### The problem
Please report how many lines of the records below contain the string "sign", with case counting, and give only the number.

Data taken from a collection
--- --- ---

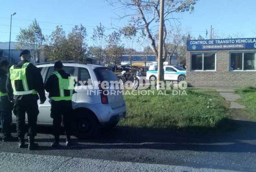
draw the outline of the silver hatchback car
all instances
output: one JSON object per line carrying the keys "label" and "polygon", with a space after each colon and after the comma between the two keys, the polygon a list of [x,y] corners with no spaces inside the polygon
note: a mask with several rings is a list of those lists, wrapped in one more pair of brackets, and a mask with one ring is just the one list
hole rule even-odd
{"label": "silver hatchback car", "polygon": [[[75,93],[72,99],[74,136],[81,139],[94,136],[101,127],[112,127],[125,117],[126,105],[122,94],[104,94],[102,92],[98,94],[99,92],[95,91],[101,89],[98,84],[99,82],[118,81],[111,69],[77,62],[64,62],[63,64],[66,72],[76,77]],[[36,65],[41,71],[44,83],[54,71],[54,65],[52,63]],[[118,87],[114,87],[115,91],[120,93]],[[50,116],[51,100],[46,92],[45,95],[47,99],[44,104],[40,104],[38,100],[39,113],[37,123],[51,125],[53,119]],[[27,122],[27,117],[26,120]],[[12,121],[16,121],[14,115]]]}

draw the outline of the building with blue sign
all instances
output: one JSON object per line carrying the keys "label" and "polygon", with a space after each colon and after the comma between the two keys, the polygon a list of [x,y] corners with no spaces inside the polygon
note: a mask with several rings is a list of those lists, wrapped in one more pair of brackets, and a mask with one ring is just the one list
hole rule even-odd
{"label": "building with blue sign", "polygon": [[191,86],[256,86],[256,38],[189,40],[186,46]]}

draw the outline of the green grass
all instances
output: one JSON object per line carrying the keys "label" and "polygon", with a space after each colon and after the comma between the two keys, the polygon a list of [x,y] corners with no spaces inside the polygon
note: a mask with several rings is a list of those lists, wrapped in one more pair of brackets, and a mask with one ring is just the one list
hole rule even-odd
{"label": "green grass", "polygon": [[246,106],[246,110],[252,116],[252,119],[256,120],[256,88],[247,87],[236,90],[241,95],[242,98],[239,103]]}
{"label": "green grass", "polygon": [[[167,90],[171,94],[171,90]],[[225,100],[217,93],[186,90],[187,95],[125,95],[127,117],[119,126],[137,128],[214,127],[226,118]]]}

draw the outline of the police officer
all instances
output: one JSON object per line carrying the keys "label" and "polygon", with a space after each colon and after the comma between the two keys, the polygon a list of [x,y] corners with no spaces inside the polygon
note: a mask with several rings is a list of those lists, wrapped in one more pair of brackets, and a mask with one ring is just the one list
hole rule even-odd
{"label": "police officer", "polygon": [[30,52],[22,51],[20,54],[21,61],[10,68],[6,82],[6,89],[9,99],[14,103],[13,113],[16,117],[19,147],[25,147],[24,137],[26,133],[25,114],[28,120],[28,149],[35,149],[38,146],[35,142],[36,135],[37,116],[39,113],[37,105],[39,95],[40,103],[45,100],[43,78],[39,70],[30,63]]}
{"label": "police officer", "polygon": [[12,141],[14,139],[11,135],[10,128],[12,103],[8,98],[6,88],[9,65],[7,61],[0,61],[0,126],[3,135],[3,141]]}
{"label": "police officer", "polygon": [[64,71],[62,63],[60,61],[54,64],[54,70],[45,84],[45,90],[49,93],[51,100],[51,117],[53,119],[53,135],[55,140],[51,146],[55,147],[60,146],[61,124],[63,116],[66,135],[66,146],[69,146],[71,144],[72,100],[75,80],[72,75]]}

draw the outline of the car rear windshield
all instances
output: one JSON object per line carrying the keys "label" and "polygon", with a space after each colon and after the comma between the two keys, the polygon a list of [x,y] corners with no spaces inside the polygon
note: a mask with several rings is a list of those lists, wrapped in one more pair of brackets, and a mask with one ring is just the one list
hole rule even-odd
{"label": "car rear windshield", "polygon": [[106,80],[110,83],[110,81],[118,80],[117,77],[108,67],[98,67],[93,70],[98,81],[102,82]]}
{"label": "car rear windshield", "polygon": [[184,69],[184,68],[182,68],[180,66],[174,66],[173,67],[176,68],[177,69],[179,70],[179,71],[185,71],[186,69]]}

--- --- ---

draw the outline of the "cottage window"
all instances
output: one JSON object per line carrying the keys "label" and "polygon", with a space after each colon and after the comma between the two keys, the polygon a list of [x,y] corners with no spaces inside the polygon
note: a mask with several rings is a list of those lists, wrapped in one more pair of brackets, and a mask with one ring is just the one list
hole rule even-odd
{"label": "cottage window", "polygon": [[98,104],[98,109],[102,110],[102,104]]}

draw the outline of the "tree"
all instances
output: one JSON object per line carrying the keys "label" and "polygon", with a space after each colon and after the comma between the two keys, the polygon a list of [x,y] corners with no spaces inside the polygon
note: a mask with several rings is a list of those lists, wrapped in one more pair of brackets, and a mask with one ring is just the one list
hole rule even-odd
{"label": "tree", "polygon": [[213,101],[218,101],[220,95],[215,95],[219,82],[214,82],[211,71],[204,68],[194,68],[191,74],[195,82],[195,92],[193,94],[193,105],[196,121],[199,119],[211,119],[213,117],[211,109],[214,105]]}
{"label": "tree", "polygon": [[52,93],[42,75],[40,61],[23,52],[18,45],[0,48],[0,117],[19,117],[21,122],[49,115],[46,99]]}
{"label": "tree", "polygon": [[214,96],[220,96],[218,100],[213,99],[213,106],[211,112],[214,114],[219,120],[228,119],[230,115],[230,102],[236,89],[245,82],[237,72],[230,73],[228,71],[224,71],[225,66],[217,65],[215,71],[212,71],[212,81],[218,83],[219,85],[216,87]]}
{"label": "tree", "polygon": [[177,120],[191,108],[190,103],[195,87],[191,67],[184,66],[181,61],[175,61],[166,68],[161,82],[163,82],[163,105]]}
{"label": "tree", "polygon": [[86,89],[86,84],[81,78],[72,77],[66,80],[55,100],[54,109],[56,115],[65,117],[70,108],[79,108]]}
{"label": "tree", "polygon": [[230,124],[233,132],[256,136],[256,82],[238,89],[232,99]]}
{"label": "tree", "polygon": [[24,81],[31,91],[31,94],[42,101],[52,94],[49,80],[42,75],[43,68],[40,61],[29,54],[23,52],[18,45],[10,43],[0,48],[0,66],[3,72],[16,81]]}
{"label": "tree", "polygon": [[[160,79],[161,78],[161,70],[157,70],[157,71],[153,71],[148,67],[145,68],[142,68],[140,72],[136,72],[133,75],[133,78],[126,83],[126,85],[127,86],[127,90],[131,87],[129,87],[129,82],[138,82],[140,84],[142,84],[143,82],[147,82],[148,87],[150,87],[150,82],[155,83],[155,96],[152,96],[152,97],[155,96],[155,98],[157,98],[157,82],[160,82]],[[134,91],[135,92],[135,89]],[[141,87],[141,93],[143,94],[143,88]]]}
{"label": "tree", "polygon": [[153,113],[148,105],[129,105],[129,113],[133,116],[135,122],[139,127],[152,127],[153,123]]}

--- --- ---

### Worked solution
2